» **Problem to solve**: Find the string "blue" in the listing below and return each line it appears in.

» **Data**:

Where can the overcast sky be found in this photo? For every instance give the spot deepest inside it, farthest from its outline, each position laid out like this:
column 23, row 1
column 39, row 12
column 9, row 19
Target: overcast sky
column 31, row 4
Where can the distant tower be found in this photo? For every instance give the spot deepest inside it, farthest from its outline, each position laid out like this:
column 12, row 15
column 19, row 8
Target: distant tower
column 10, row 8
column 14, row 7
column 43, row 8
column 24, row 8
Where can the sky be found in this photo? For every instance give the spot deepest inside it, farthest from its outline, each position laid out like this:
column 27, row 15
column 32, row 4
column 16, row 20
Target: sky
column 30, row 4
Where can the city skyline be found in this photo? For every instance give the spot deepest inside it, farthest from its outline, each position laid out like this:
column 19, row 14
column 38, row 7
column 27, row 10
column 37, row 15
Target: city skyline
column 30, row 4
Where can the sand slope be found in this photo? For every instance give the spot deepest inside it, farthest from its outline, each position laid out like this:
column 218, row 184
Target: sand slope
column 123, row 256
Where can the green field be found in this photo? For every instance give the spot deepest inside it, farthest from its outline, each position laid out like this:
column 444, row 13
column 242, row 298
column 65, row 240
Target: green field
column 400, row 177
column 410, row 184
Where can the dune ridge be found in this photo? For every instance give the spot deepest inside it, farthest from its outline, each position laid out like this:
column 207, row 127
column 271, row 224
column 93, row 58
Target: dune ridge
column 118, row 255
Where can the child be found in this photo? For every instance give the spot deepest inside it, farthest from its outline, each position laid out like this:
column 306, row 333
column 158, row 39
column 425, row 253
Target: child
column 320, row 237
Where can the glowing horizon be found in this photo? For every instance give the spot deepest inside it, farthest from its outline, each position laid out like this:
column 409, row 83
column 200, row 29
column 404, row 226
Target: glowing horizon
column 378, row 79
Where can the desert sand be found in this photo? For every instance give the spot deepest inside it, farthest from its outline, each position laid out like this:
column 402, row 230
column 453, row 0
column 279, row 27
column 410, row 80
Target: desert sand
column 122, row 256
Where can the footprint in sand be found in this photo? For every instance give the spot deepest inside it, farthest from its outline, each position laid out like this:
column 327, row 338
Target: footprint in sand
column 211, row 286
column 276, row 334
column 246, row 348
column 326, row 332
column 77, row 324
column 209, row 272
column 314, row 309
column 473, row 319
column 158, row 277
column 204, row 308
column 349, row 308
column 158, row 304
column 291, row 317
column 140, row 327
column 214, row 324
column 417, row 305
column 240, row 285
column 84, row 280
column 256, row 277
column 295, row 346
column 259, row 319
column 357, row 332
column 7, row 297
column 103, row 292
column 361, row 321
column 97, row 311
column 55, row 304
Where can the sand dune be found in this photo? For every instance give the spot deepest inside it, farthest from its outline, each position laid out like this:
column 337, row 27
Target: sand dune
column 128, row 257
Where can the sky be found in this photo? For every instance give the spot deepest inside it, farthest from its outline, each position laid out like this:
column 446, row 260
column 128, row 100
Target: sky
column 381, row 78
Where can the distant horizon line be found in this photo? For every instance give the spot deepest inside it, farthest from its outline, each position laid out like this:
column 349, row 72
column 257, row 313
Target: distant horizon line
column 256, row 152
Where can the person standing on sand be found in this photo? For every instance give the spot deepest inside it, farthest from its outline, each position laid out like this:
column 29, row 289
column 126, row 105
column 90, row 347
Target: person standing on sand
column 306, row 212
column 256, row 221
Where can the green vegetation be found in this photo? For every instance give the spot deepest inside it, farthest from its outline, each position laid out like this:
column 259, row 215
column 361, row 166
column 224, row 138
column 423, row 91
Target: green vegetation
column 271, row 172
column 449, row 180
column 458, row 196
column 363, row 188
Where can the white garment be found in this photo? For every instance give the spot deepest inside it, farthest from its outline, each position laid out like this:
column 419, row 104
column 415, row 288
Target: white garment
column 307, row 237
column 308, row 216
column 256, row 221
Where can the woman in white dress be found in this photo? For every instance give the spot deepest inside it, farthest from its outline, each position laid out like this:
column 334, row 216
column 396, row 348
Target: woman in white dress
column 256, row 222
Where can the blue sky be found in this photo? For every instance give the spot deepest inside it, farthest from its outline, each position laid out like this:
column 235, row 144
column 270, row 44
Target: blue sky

» **Solution below**:
Where can the blue sky be found in this photo? For every instance give the spot deepest inside it, farthest from its outline, each position laid out like this:
Target: blue sky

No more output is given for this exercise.